NPR News Now - NPR News: 12-18-2024 2PM EST
Episode Date: December 18, 2024NPR News: 12-18-2024 2PM ESTLearn more about sponsor message choices: podcastchoices.com/adchoicesNPR Privacy Policy...
Transcript
Discussion (0)
Oh, oh, oh, Santa here coming to you from the North Pole.
We're the elves in our podcast division of just completed work on this season's
best gift for public radio lovers.
NPR plus give the gift of sponsored free listening and even bonus episodes
from your favorite NPR podcasts, all while supporting public media.
Learn more at plus dot NPR dot org.
Live from NPR News in Washington, I'm Lakshmi Singh. The U.S. Supreme Court is stepping into the TikTok debate.
NPR's Bobby Allen reports the High Court has agreed to review whether a law that could
ban the app next month is constitutional.
The Supreme Court has accepted TikTok's emergency motion to review
a law President Biden signed in April. The law bans TikTok nationwide unless it is sold to a
non-Chinese company. It is meant to address lawmakers' national security concerns over
possible Chinese influence. Earlier this month, a federal appeals court affirmed the ban law,
saying it actually protects free speech by preventing an adversarial government from
censoring content. But lawyers
for TikTok say singling out an app for shutdown used by roughly half of America is an unprecedented
violation of the First Amendment. The High Court will hear arguments on January 10th,
nine days before the law is set to take effect. Bobby Allen, NPR News.
We've just confirmed the Federal Reserve has lowered its benchmark interest rate by a quarter
percentage point as forecasters had expected.
It's the central bank's third rate cut since September and should make it cheaper to borrow
money to buy a car, expand a business, or carry a balance on your credit card.
House Speaker Mike Johnson's facing backlash from other Republican lawmakers for supporting the latest stopgap measure that keeps federal agencies funded through mid-March.
According to Politico mogul Elon Musk, whom President-elect Trump recently appointed to
help lead a government efficiency commission, wrote on X, the bill should not pass.
That would lead to a government shutdown.
Oklahoma Congressman Tom Cole, who chairs the House Appropriations Committee, defends the bill as one that would support President-elect
Trump's agenda when he returns to office. The leader of opposition forces in Syria says
all rebel factions in the country are being dissolved. NPR's Hadil Al-Shalchi reports
from Damascus. The announcement follows
the ouster of Syrian President Bashar al-Assad by the rebels less than two weeks ago.
The leader of Haia al-Tahrir al-Sham, or HTS, which led the revolt against former President
Bashar al-Assad, said fighters from different factions will unite under the Syrian Ministry
of Defense. Ahmed al-Sharq, formerly known by his nom de guerre Abu Mohammed al-Jolani,
made the comments while visiting the Druze community on Tuesday.
The forces that toppled the regime were made up of a number of rebel groups, some backed
by foreign countries like Turkey.

RECORDED DATA:
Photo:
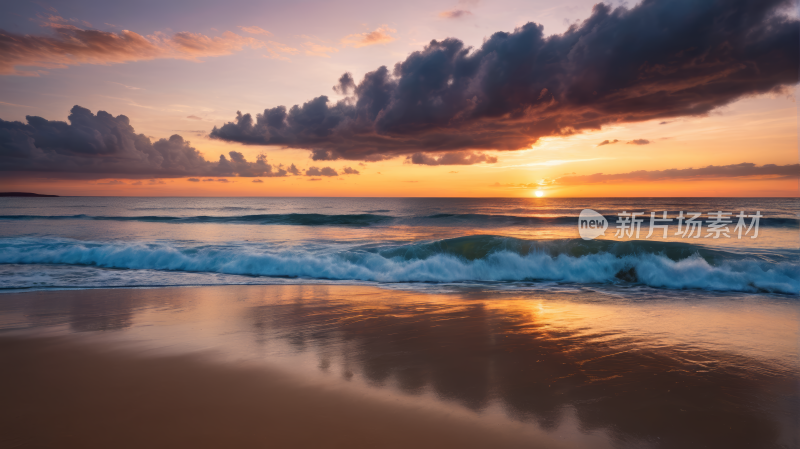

EXERCISE A:
Answer each question using the NPR newscast transcript:
(i) On what date will the Supreme Court hear arguments on the TikTok law?
(ii) By how much did the Federal Reserve lower its benchmark interest rate?
(iii) Under which ministry will fighters from the different Syrian factions unite?
EXERCISE B: Extend the NPR newscast transcript, picking up right after its final sentence about the rebel groups that toppled the regime.

EXERCISE RESULT A:
(i) January 10th
(ii) A quarter percentage point
(iii) The Syrian Ministry of Defense

EXERCISE RESULT B:
Shar'a did not detail how this unification would be accomplished.
He also called on all Syrians in the country and abroad to help rebuild Syria, all as,
quote, team players.
Shar'a remains a designated terrorist
by the United States. Hadil Alshalchi, NPR News, Damascus. US stocks are trading lower this hour.
The Dow is actually up at 61 points. The S&P is down four points and the NASDAQ is down
eight points. You're listening to NPR News.
The New York Times reports CIA Director William Burns had arrived in Qatar today as one of
the major players in ceasefire talks between Israel and Hamas.
The agency's intelligence chief was widely expected to meet with Qatar's prime minister
in Doha.
The US had dispatched multiple top envoys to the Middle East, recently citing key developments
in the region.
The Russian security services in Uzbek national carried out this week's deadly attack on a
top general.
A source from Ukraine's security service confirmed to NPR that it was behind it.
On Monday, Ukraine indicted the Russian Lieutenant General Igor Kirilov in absentia for allegedly
using banned chemical weapons during Russia's invasion.
Researchers have learned more about why some fish and lizards can regenerate their hearing
and why humans and other adult mammals cannot. NPR's Jessica Young has details.
If an adult mammal damages its hearing, it will be lost forever. But if a zebrafish's
hearing is damaged, it can regenerate the cells needed in the
inner ear to bring that hearing back.
Scientists at the University of Southern California have done one of the first cross-species analyses
of inner ear cells to understand why, comparing adult mice who cannot restore hearing to two
species that can, zebrafish and green anole lizards.
In the paper published in PNAS, researchers have identified the key parts of the DNA that give some
animals this ability.
Researchers say those key parts exist in mice and humans, too, and if they can be tweaked, the authors hope that one day they can eventually
reverse some kinds of deafness in people. Jessica Young, NPR News.
I'm Lakshmi Singh, NPR News in Washington.